Assignment —
The full listing should be set down exactly as it reads.

★ ★ ★ ★

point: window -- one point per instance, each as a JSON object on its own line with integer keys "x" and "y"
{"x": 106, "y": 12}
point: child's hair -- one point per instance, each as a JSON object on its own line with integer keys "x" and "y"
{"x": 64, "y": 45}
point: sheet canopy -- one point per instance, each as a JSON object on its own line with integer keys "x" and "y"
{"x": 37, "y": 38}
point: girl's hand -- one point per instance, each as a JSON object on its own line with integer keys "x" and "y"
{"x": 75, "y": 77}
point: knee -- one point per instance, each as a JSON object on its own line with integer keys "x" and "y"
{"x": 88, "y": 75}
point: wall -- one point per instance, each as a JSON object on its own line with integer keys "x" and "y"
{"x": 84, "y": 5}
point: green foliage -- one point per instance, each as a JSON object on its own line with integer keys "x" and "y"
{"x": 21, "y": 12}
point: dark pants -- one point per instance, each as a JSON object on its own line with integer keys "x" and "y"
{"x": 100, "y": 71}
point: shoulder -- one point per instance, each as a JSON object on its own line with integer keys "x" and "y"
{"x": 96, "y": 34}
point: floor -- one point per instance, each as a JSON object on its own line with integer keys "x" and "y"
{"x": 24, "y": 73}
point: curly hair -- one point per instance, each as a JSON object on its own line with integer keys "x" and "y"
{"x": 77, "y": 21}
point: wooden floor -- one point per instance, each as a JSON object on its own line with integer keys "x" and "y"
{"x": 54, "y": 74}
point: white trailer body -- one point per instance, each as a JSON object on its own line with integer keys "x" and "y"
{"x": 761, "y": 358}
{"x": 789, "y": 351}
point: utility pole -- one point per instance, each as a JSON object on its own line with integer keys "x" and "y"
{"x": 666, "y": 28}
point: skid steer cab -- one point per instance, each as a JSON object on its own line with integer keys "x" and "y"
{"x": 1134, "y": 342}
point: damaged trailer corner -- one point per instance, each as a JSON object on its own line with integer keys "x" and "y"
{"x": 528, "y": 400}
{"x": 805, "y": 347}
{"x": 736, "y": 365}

★ ★ ★ ★

Result —
point: window -- one point per instance, each as a JSON object on its own line with integer keys "x" and "y"
{"x": 106, "y": 12}
point: child's hair -- one point per instance, each as a JSON object on its own line with integer keys "x" and "y"
{"x": 64, "y": 45}
point: sheet canopy -- one point per instance, each as a JSON object on its own line with integer keys "x" and "y"
{"x": 37, "y": 38}
point: girl's hand -- one point per instance, each as a JSON object on its own line with integer keys "x" and "y"
{"x": 75, "y": 77}
point: knee -- one point per instance, each as a JSON object on its own line with integer keys "x" and "y"
{"x": 88, "y": 75}
point: wall -- one point per instance, each as a JSON object on its own line with integer keys "x" and "y"
{"x": 84, "y": 5}
point: green foliage -- one point per instance, each as a JSON object on its own line with integer keys "x" and "y"
{"x": 21, "y": 12}
point: dark pants -- one point per instance, each as a JSON object on its own line with integer keys "x" and "y"
{"x": 100, "y": 71}
point: shoulder -- one point per instance, each as a JSON object on its own line with integer keys "x" and "y"
{"x": 96, "y": 34}
point: floor -- one point per instance, each as a JSON object on its own line with integer keys "x" and "y"
{"x": 24, "y": 73}
point: curly hair -- one point per instance, each as a JSON object on its own line with integer keys "x" and "y"
{"x": 77, "y": 21}
point: wooden floor -- one point per instance, each as a JSON object on its own line with integer keys "x" and "y"
{"x": 54, "y": 74}
point: white trailer body -- one point per instance, each as a JSON object on its own line with integer keys "x" and "y"
{"x": 761, "y": 358}
{"x": 789, "y": 351}
point: utility pole -- one point per instance, each as a JSON object on its own line with integer keys "x" and "y"
{"x": 666, "y": 28}
point: skid steer cab -- one point per instance, each as a JSON object on its own line with integer keys "x" and "y"
{"x": 1134, "y": 342}
point: damaged trailer corner -- one point per instance, each as a JSON object on its own line with integer keys "x" and "y"
{"x": 528, "y": 400}
{"x": 805, "y": 347}
{"x": 736, "y": 365}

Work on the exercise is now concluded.